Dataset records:
- Opening Delimiter -

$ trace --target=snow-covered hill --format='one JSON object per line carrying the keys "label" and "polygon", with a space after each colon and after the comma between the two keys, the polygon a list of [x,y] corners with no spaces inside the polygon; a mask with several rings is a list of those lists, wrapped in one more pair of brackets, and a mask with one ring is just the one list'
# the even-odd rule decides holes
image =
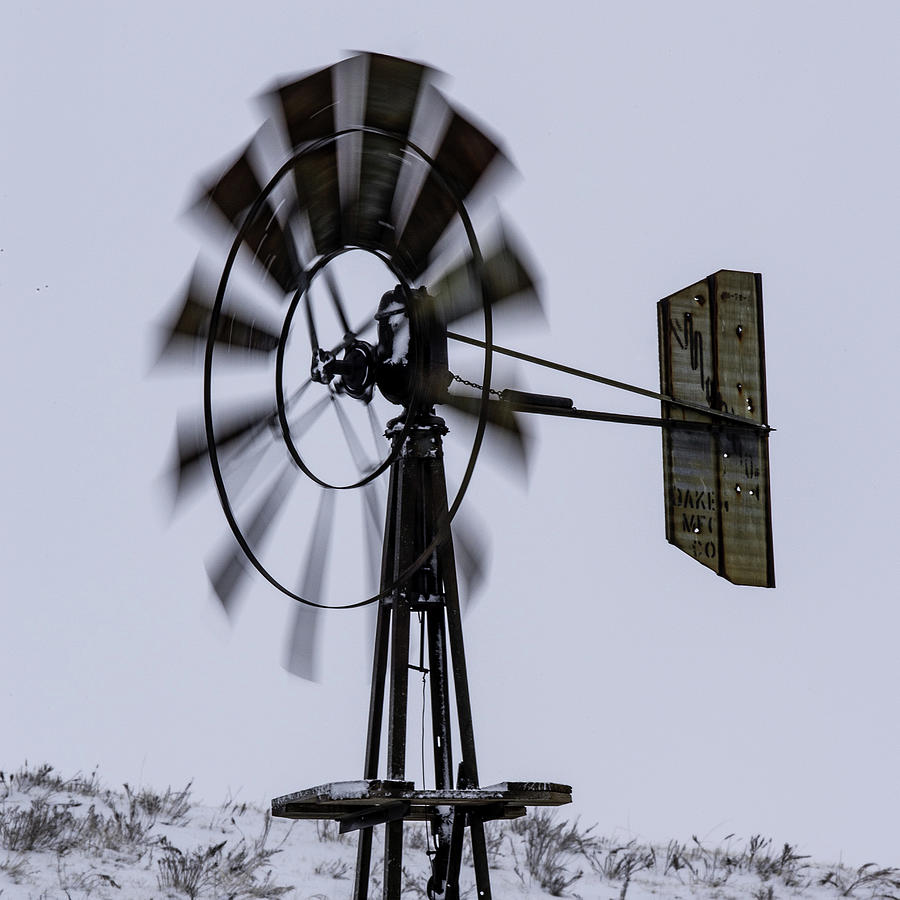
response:
{"label": "snow-covered hill", "polygon": [[[376,856],[379,853],[376,829]],[[425,897],[429,838],[407,829],[404,897]],[[718,846],[603,837],[562,814],[488,829],[497,898],[900,898],[900,869],[814,862],[760,836]],[[59,776],[48,765],[0,773],[0,897],[338,900],[350,895],[355,836],[334,823],[291,823],[234,799],[194,804],[163,792]],[[371,896],[379,897],[380,867]],[[462,881],[474,897],[470,867]]]}

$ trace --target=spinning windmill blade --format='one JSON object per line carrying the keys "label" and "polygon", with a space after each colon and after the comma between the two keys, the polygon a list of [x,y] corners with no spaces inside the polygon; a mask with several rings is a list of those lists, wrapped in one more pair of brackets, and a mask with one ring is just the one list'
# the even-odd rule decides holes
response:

- Closing Delimiter -

__Task__. A faithful, complete copy of the entries is required, without the pictures.

__Result of this task__.
$ trace --target=snow-covered hill --format='one JSON object per line carrying the keys "label" and "polygon", with a space after each colon and after the comma between the two keys, the polygon a list of [x,y] corners with no spaces inside the polygon; a mask with several rings is a list of those lists, wrapped in one more pair of brackets, and a mask with one ring is just the one list'
# the even-odd rule decides holes
image =
response:
{"label": "snow-covered hill", "polygon": [[[376,856],[379,853],[376,829]],[[425,897],[429,838],[407,829],[404,897]],[[718,846],[603,837],[562,814],[488,829],[497,898],[900,898],[900,869],[814,862],[760,836]],[[59,776],[48,765],[0,773],[0,897],[338,900],[350,895],[355,836],[334,823],[291,823],[234,799],[194,804],[163,792]],[[371,896],[379,897],[380,867]],[[462,881],[474,897],[470,867]]]}

$ trace --target=spinning windmill blade --format='one JSON object per line carrying the keys "label" and "polygon", with a space after each colon and after the comma between the two keys, the polygon a list of [x,y] corners with no spaces inside the polygon; a mask with several rings is a list of those lists, wrapped in one more pair of brackets, and a mask with one ring is just the one list'
# the even-odd rule decides holes
response:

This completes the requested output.